• WHAT IS NEEDED
Without including any image, retype the records word for word.

• DATA SUPPLIED
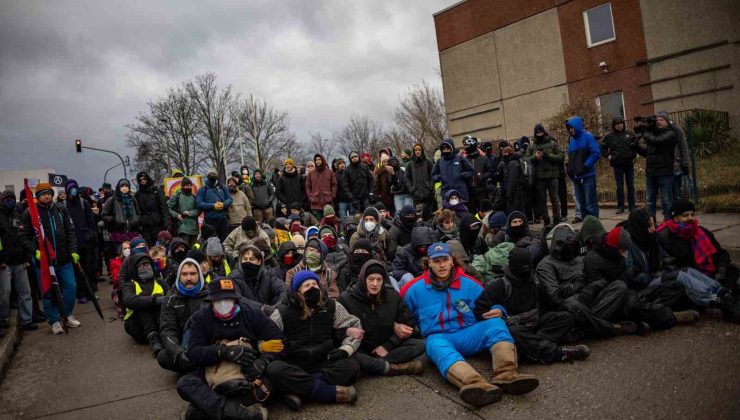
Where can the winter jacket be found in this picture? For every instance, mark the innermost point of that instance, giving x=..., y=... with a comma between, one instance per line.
x=377, y=315
x=453, y=172
x=208, y=195
x=321, y=186
x=445, y=311
x=583, y=151
x=152, y=204
x=619, y=146
x=184, y=203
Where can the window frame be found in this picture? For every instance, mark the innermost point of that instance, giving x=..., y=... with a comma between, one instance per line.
x=590, y=44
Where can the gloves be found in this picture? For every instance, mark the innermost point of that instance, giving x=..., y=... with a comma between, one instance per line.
x=236, y=354
x=337, y=354
x=271, y=346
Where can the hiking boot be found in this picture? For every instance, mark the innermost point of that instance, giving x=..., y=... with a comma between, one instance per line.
x=686, y=317
x=474, y=390
x=346, y=394
x=571, y=353
x=72, y=322
x=506, y=376
x=415, y=367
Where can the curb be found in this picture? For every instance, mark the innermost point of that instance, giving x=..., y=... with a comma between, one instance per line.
x=9, y=343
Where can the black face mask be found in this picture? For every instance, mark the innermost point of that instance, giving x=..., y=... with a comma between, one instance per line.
x=312, y=297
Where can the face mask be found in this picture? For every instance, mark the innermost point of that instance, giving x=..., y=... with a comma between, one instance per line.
x=312, y=297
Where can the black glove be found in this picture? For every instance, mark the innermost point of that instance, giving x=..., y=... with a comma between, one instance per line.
x=337, y=354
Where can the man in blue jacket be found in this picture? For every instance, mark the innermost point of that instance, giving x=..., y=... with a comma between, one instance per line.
x=583, y=153
x=443, y=301
x=215, y=200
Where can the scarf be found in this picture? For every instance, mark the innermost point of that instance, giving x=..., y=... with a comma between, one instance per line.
x=700, y=242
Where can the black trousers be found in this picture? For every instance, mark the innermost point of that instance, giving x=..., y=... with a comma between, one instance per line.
x=408, y=350
x=540, y=343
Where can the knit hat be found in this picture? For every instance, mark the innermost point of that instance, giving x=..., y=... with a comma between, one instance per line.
x=682, y=206
x=618, y=238
x=302, y=276
x=43, y=188
x=329, y=210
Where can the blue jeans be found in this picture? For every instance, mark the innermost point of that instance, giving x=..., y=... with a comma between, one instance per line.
x=446, y=349
x=66, y=279
x=664, y=183
x=586, y=197
x=625, y=174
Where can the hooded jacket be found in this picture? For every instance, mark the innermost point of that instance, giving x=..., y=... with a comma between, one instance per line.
x=377, y=315
x=152, y=204
x=583, y=151
x=321, y=186
x=453, y=171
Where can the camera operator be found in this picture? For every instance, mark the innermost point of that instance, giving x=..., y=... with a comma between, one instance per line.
x=660, y=138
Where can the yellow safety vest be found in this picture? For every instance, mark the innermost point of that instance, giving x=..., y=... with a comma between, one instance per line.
x=156, y=290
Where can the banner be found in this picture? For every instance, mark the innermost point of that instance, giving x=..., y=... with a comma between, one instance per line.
x=172, y=185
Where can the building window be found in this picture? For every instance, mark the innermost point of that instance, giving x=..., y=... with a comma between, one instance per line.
x=599, y=25
x=611, y=104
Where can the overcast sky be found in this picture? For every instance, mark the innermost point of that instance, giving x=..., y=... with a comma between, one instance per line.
x=84, y=69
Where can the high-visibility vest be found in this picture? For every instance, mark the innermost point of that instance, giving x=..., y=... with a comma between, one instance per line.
x=156, y=290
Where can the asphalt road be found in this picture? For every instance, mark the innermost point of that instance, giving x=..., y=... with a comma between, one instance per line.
x=98, y=372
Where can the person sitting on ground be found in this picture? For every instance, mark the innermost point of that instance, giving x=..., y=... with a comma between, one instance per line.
x=182, y=301
x=537, y=334
x=388, y=346
x=443, y=301
x=143, y=296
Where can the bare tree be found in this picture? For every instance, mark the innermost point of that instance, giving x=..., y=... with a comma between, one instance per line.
x=266, y=133
x=217, y=132
x=421, y=116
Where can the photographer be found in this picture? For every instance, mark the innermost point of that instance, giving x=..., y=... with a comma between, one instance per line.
x=660, y=141
x=619, y=148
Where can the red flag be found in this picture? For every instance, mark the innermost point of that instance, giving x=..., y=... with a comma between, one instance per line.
x=45, y=266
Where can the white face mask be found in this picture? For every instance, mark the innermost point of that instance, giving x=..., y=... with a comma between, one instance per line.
x=223, y=306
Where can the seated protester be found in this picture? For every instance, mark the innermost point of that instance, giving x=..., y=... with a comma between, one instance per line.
x=249, y=232
x=536, y=333
x=314, y=367
x=330, y=218
x=360, y=253
x=287, y=258
x=407, y=264
x=491, y=264
x=561, y=276
x=231, y=342
x=388, y=347
x=400, y=232
x=143, y=296
x=217, y=261
x=181, y=302
x=443, y=300
x=314, y=260
x=336, y=253
x=454, y=201
x=256, y=281
x=369, y=228
x=446, y=225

• ANSWER TO THIS EXERCISE
Where can the winter jacket be found in this picture? For every instance, mark the innermost point of that instance, giving x=..., y=... with a comma between, one instance per line.
x=377, y=315
x=453, y=172
x=208, y=195
x=321, y=186
x=445, y=311
x=583, y=151
x=152, y=204
x=619, y=146
x=184, y=203
Where can the window frame be found in this picture? For every instance, mark the innermost point of that instance, giving x=..., y=... with a comma between, one instance per line.
x=590, y=44
Where can the gloves be found in this picture? For every instance, mark the innermost point of that instance, giving x=..., y=... with a comma between, one instance per line.
x=236, y=354
x=337, y=354
x=271, y=346
Where can the hiking boot be found in this picture? For every instance, mark the innermost point of that instance, giving x=..., y=... with a comma between, one instance per line.
x=686, y=317
x=474, y=390
x=346, y=394
x=571, y=353
x=72, y=322
x=506, y=376
x=415, y=367
Where can the curb be found in this picture? For every instance, mark the innermost point of that instance, giving x=..., y=... with a comma between, one instance per line.
x=9, y=343
Where can the black face mask be found in this picture? For every instance, mark the innermost point of that instance, giving x=..., y=... with a comma between, one instance per line.
x=312, y=297
Where can the face mask be found in this picture? For every instance, mark the innermost point of that instance, giving x=..., y=... with a comma between, one instance per line.
x=312, y=297
Where can the black glove be found in this picture? For every instance, mark the innermost point of that instance, giving x=..., y=... with a comma between, one instance per line.
x=337, y=354
Where can the man in blue jacket be found in this picture? For every instance, mark the innermost point of that instance, giving x=..., y=... with a comma between, one instance per line.
x=583, y=153
x=443, y=301
x=215, y=200
Where can the scarf be found in this picture? For every instance, mark the innermost point of that instance, giving x=..., y=... with a comma between, one instance per line.
x=700, y=242
Where can the black trousers be found in this picture? For every instance, mark the innermost point of that instance, giving x=..., y=... with a comma between, one instance per line.
x=408, y=350
x=540, y=343
Where can the knit hat be found in this picture? For every instance, mark the innermost point of that instance, giving x=..., y=... with a comma between, one instance per line.
x=682, y=206
x=618, y=238
x=302, y=276
x=43, y=188
x=329, y=210
Where can the blue jeans be found in this picture? For every instance, mark the innermost point of that instance, giving x=..., y=... with a comma between, one instance per line.
x=446, y=349
x=66, y=279
x=664, y=183
x=586, y=197
x=625, y=174
Where can the hooded jacket be found in this picture? For every instance, mark the innermost point of that instance, giving x=..., y=... with a comma between, one instance per line.
x=377, y=315
x=152, y=204
x=583, y=151
x=321, y=186
x=453, y=171
Where can the camera operator be found in this picture? For every instance, mark the innermost point of that instance, giving x=..., y=... with a comma between, one instance per line.
x=660, y=138
Where can the yellow safety vest be found in this picture? For every instance, mark the innermost point of that instance, giving x=..., y=... with a comma between, one instance per line.
x=156, y=290
Where can the banner be found in this picture? For every instance, mark the innermost point of that instance, giving x=..., y=... with a comma between, one instance per line.
x=172, y=185
Where can the building window be found in this picture? For every instance, mark the innermost point of that instance, giving x=..., y=... with a comma between, one instance per line.
x=599, y=25
x=611, y=104
Where can the overcast sky be found in this picture? For every instance, mark the innermost point of that instance, giving x=..., y=... with a comma between, one instance per line.
x=84, y=69
Where can the high-visibility vest be found in this picture? For every instance, mark the innermost point of that instance, giving x=..., y=... with a comma between, one instance per line.
x=156, y=290
Where can the asphalt road be found in this picture? For every instance, mark the innermost point of that instance, giving x=..., y=... with a comma between, one instance per line.
x=98, y=372
Where can the person sitting on ground be found in this picture? For every instance, mark the innermost point of that instance, giving x=..., y=... with a comma between, one instance per line.
x=182, y=301
x=537, y=334
x=388, y=346
x=443, y=301
x=143, y=296
Where can the bare tree be found in this picture? For every instance, mark the innermost point of that instance, giving x=..., y=... with a comma between, one instance per line.
x=266, y=133
x=217, y=132
x=421, y=116
Where can the photographer be found in this picture? For every instance, mark the innermost point of that instance, giving x=..., y=... with a comma between, one instance per line.
x=660, y=141
x=619, y=148
Where can the red flag be found in this picture? For every instance, mark the innermost point of that instance, giving x=..., y=... with a comma between, one instance per line.
x=45, y=266
Where can the white face mask be found in this picture? For every instance, mark the innermost point of that instance, giving x=..., y=... with a comma between, one instance per line.
x=223, y=306
Where can the seated protester be found in this picture? For every instance, mark the innermost point of that instance, giving x=..., y=... with a comma between, one instance per line.
x=249, y=232
x=536, y=333
x=314, y=367
x=330, y=218
x=360, y=253
x=287, y=258
x=407, y=264
x=491, y=264
x=561, y=276
x=231, y=342
x=388, y=347
x=400, y=232
x=143, y=296
x=217, y=261
x=181, y=302
x=443, y=300
x=314, y=260
x=336, y=253
x=454, y=201
x=256, y=281
x=369, y=228
x=446, y=225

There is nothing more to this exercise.